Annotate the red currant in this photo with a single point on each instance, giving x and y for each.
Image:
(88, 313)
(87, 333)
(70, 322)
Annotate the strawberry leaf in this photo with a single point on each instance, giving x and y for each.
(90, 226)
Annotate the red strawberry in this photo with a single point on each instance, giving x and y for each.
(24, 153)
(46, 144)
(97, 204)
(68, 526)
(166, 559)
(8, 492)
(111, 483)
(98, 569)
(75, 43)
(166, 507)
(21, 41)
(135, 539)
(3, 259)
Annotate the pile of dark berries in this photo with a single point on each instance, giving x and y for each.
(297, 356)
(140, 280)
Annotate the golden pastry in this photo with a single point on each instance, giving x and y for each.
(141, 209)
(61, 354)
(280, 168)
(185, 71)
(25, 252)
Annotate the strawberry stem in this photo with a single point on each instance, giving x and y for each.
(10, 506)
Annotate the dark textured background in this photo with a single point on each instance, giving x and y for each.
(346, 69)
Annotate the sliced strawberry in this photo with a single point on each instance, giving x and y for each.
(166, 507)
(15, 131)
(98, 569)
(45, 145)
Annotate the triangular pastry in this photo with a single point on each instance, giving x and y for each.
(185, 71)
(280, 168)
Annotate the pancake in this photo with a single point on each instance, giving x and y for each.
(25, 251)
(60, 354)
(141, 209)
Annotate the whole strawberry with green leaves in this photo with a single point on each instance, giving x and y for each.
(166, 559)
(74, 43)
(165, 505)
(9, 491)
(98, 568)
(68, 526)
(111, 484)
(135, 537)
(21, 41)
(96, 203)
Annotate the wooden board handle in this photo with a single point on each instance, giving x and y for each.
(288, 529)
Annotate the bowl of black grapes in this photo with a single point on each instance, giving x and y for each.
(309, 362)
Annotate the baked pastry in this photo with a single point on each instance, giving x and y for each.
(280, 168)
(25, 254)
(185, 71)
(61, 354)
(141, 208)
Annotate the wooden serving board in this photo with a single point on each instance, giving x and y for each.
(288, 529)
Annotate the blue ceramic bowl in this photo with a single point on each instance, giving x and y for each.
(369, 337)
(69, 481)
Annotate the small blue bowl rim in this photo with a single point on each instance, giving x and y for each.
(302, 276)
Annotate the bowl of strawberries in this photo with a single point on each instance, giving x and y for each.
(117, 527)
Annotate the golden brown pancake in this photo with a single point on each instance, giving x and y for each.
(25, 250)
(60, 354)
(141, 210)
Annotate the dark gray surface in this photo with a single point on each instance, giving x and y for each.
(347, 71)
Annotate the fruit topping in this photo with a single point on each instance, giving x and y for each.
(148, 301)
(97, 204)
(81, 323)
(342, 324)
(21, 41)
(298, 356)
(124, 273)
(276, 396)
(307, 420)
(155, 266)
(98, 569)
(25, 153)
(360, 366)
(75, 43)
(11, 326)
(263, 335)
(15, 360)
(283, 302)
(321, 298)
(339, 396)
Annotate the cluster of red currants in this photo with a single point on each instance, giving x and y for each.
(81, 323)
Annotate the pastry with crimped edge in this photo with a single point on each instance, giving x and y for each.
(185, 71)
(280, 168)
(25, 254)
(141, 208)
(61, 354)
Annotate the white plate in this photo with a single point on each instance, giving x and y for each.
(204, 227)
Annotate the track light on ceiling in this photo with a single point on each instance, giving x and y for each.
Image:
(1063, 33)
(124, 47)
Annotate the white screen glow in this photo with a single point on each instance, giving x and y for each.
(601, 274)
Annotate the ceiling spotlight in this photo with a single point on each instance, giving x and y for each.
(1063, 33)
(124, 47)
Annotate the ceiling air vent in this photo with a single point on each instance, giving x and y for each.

◆ ◆ ◆ ◆ ◆ ◆ ◆

WHAT YOU HAVE TO DO
Reproduce all of the material above without alteration.

EXERCISE RESPONSE
Annotate the red currant in this photo with a single point on each instance, giving x and y for each.
Image:
(88, 313)
(87, 333)
(70, 322)
Annotate the strawberry leaf in this photo with a single point on each instance, giving x and y for each.
(90, 226)
Annotate the red strawberry in this photo with a single point on each instance, giving x and y for each.
(24, 153)
(46, 144)
(97, 204)
(68, 526)
(166, 559)
(8, 492)
(111, 483)
(98, 569)
(75, 43)
(166, 507)
(21, 41)
(135, 539)
(3, 259)
Annotate the pile of dark berries in this photo with a single point on each instance, giving x and y for each.
(297, 356)
(140, 280)
Annotate the golden pastry in this photo with a single point on each instance, giving x and y for each.
(141, 209)
(61, 354)
(280, 168)
(185, 71)
(25, 252)
Annotate the strawberry stem in this photo with a single point on each instance, giving x and y for each.
(10, 506)
Annotate the dark textured background in this photo with a single point on each instance, giving x and y for each.
(346, 69)
Annotate the sliced strawberry in this photo with a single point on each instance, giving x and y for each.
(166, 507)
(15, 131)
(98, 569)
(45, 145)
Annotate the triangular pastry in this photo with a single point on each instance, giving x and y for each.
(185, 71)
(280, 168)
Annotate the pancake in this photo with a single point on each instance, giving x and y for each.
(25, 251)
(60, 354)
(141, 209)
Annotate the whole strawberry with green leaves in this photo with a single point on each instance, giving x and y for each.
(166, 559)
(74, 43)
(165, 505)
(9, 491)
(98, 568)
(68, 526)
(111, 484)
(135, 537)
(21, 41)
(96, 203)
Annotate the wooden board handle in this photo with a single point on each instance, giving x and y for each.
(288, 529)
Annotate the bowl of black grapes in this photo with a single point on each instance, giving x and y for each.
(309, 362)
Annotate the baked pastry in this photo with a single point on each instance, giving x and y for each.
(280, 168)
(25, 254)
(185, 71)
(61, 354)
(141, 208)
Annotate the wooden serving board in this photo with a single point on each instance, giving x and y for each.
(288, 529)
Annotate the blue ceramic bowl in this photo with a single point on each instance, giving x and y for each.
(369, 337)
(69, 481)
Annotate the small blue bowl rim in this photo with a single point on each instance, giving x and y for each.
(302, 276)
Annotate the bowl of strawberries in this photo with a single point on each instance, giving x and y for each.
(117, 527)
Annotate the golden brown pancake in this photo with a single point on each instance, giving x and y for each.
(25, 250)
(60, 354)
(141, 210)
Annotate the dark gray surface in this photo with a single point on each instance, giving x and y for each.
(347, 71)
Annotate the fruit topping in this photo with a single point on each instance, giving x and y for each.
(148, 301)
(97, 204)
(81, 323)
(342, 324)
(21, 41)
(298, 356)
(124, 273)
(276, 396)
(307, 420)
(155, 266)
(98, 569)
(25, 153)
(360, 366)
(75, 43)
(11, 326)
(263, 335)
(15, 360)
(283, 302)
(321, 298)
(339, 396)
Annotate the cluster of red currants in this photo with a single point on each instance, giving x and y for each.
(81, 323)
Annotate the pastry with crimped edge in this photo with a single point on each instance, giving x and y for each.
(185, 71)
(280, 168)
(25, 254)
(141, 208)
(61, 354)
Annotate the white plate in this photo with a single point on each instance, giving x and y for each.
(204, 227)
Annotate the track light on ceiling in this photo with a single point on each instance, giving x and y for each.
Image:
(1063, 33)
(124, 47)
Annotate the white screen glow in this photo with a single point on each instance, giving x and y for each.
(601, 274)
Annotate the ceiling spotlight in this photo with a single point on each instance, giving x and y for each.
(1063, 33)
(124, 47)
Annotate the ceiling air vent in this photo with a single point on each instance, giving x and y for each.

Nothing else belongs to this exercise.